QUOTED PASSAGE >>
((

162.7 - HoxB8-conditional Neutrophil Progenitor Transplant Provides a Therapeutic Benefit for S. aureus Pulmonary Infection in a Murine Model of Chronic Granulomatous Disease (CGD)
Sunday, April 3, 2022
3:30 PM – 3:45 PM
Room: 116 - Pennsylvania Convention Center
Kristina Hinman (Brown University), Joshua Cohen (Brown University, Brown University), Miles Mundy (Brown University), Craig Lefort (Brown University)
CGD is a congenital disease marked by neutrophil dysfunction leading to increased infectious susceptibility. Despite prophylactic treatment with antimicrobial agents, outcomes for CGD patients are troubling with a typical lifespan of 30-40 years due to breakthrough infections. As we strive to stay ahead of the impacts of drug-resistant microbes, it is reasonable to consider cellular therapeutics which replace immune cells to treat CGD and other immunodeficiencies. We hypothesize that a conditionally-immortalized neutrophil progenitor cell line has a translational application as a therapy for immune compromised hosts. This cell line was first generated by Wang, et al. through inducing ectopic expression of the transcription factor HoxB8 in murine bone marrow stem cells . Induction of HoxB8 leads to exponential growth of cells, while withdrawal leads to differentiation into neutrophil-like cells. We have found that unconditioned transplant of HoxB8 progenitors lead to robust engraftment in the bone marrow. Engrafted progenitor cells differentiate in vivo into donor-derived neutrophils found circulating in the peripheral blood. Donor neutrophils are also recruited to the lungs of mice infected with Staphylococcus aureus. Using a novel fluorescent killing assay, we demonstrate that donor-derived neutrophils can kill pulmonary S. aureus both in vitro and in vivo with comparable efficiency to wild type host neutrophils. Strikingly, our results find that treatment with HoxB8-conditional progenitors improves survival of CGD animals infected with S. aureus from 0% to gt;50%. This work demonstrates the potential of conditionally-immortalized neutrophil progenitors as a novel cellular therapy in the context of neutrophil dysfunction.

))

COMPLETE THE FOLLOWING >>
(a) According to the abstract, who first generated the conditionally-immortalized neutrophil progenitor cell line?
(b) Say whether each statement agrees with the abstract, and support each yes or no with the deciding words quoted from it. (i) Withdrawing HoxB8 causes the cells to grow exponentially. (ii) Donor-derived neutrophils are recruited to the lungs of mice infected with Staphylococcus aureus. (iii) The HoxB8 progenitors engrafted in the bone marrow only after the recipients were conditioned.

(Stored entries)
((

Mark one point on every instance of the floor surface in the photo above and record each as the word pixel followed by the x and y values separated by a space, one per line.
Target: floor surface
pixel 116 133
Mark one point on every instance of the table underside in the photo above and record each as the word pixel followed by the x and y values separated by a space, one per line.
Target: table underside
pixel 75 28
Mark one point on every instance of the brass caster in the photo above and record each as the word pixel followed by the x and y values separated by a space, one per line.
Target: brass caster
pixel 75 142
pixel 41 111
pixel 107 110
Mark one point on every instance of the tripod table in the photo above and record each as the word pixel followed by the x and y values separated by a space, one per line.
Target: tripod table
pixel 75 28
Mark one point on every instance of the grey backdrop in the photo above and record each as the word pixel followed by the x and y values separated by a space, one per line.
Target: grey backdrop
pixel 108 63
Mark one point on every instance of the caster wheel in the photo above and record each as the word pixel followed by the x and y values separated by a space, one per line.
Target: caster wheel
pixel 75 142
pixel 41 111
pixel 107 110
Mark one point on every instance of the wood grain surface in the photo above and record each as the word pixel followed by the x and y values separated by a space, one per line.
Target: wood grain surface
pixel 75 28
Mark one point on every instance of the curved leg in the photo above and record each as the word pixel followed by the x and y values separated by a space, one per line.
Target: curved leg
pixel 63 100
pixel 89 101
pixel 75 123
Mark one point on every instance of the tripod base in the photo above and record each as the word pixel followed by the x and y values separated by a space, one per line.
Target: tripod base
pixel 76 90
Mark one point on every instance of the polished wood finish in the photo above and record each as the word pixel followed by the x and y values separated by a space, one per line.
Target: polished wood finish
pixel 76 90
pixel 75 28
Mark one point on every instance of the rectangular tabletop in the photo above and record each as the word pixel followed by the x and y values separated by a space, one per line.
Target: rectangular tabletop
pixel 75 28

))

RESPONSES BY ITEM NUMBER >>
(a) Wang, et al.

(b)
(i) No: "Induction of HoxB8 leads to exponential growth of cells, while withdrawal leads to differentiation into neutrophil-like cells."
(ii) Yes: "Donor neutrophils are also recruited to the lungs of mice infected with Staphylococcus aureus."
(iii) No: "We have found that unconditioned transplant of HoxB8 progenitors lead to robust engraftment in the bone marrow."